President Obama’s Offshoring Rhetoric

Thus sprach President Barack Obama to a joint session of the Congress – “we will restore a sense of fairness and balance to our tax code by finally ending the tax breaks for corporations that ship our jobs overseas.” Everyone stands up to applause and I am a little confused.

First, how does someone even implement this proposition? I am yet not sure of the legal fine print but does it mean GE (example) will lose its tax breaks if it offshores customer support to Wipro Technologies in India (example) but will not if it sets up GE India Pvt Ltd for the exact same purpose? Most offshoring happen like this. An US company signs an outsourcing contract with an US subsidiary of (say) an Indian outsourcing vendor, which then sub-contracts the job out to its Indian parent at a price. The Indian company pays tax on the profit it earns from the arm’s length transaction with its US subsidiary while the US subsidiary pays tax as per the laws of its domicile country, that is the United States of America. The US earnings attracts Indian taxes only if the US subsidiary repatriates profits earned in the US in the form of dividend to its Indian parent company. Given this situation it is not intuitive how President Obama can implement his rhetoric.

○ ○ ○

**What is asked:**
[1] According to the commentary on Obama's offshoring rhetoric, under what condition do US earnings attract Indian taxes?
[2] Write the next part of the commentary on Obama's offshoring rhetoric, starting after its final sentence.
The lines that come after this point are separate material, not part of the commentary.

○ ○ ○

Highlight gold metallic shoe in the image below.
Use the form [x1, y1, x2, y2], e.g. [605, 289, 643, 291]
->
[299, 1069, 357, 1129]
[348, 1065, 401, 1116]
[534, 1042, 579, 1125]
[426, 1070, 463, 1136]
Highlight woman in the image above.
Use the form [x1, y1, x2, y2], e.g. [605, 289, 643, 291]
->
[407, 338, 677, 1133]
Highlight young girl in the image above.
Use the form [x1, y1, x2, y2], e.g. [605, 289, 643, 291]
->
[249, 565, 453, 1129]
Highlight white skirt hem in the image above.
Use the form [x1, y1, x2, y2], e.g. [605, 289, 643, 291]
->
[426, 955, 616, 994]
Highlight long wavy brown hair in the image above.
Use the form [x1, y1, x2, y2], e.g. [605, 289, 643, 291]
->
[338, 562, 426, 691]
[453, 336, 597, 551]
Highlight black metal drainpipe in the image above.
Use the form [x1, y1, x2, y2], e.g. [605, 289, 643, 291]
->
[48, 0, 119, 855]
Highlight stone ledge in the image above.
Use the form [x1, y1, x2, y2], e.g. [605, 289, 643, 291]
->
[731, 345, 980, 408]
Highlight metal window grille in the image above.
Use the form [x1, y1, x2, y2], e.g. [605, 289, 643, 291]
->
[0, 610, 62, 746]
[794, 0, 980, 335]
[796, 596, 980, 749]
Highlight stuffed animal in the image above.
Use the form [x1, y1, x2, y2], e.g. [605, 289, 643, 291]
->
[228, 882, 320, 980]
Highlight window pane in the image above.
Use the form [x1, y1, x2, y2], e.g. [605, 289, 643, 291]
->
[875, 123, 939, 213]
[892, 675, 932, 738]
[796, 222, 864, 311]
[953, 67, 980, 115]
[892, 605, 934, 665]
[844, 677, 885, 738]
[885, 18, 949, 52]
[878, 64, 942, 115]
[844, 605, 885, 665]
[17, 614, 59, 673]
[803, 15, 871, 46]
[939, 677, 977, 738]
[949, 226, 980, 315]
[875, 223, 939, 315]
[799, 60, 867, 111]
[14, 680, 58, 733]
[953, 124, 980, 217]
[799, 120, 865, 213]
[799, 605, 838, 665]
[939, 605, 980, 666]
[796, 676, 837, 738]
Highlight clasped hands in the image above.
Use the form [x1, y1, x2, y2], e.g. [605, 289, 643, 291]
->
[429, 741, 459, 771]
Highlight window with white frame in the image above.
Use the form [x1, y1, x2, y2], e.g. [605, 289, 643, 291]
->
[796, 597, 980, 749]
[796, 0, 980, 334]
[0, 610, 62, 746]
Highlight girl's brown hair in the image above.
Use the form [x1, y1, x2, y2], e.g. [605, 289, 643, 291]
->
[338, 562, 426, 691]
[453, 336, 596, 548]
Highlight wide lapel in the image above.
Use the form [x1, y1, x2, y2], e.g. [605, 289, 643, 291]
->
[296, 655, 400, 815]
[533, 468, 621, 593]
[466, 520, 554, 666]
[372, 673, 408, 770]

○ ○ ○

**Written responses:**
[1] Only if the US subsidiary repatriates profits earned in the US to its Indian parent company as dividends.

[2]
Secondly, a country loses jobs to offshoring when it no longer enjoys comparative advantage of performing a function or a task. The per transaction cost of answering a phone in Manila is way too low compared to Minnesota, so it is a given that Philippines becomes a preferred destination for that function. The folks at Minnesota graduate to doing stuff they are relatively more efficient in doing (like designing marketing campaigns for which the phones will ring in Manila). This outward movement of functions have been happening for a very long time with the US, especially in manufacturing. It can be argued that at a macro level the skill of car making shifting out of Detriot into South Korea and Japan is some sort of factor-induced non directed offshoring. So is it even possible to reverse an economic process by constructing non-tariff barriers? Or have we reached a situation where Americans have lost their relative advantage in significantly high number of functions and offshoring is a consequence of that rather than mere cost (or tax law) arbitrage? President Obama goes on to say – “… I do not accept a future where the jobs and industries of tomorrow take root beyond our borders – and I know you don’t either. It is time for America to lead again”.

I wonder how it is possible for America to resume leading by doing tasks that Manilla had been doing for it up until now.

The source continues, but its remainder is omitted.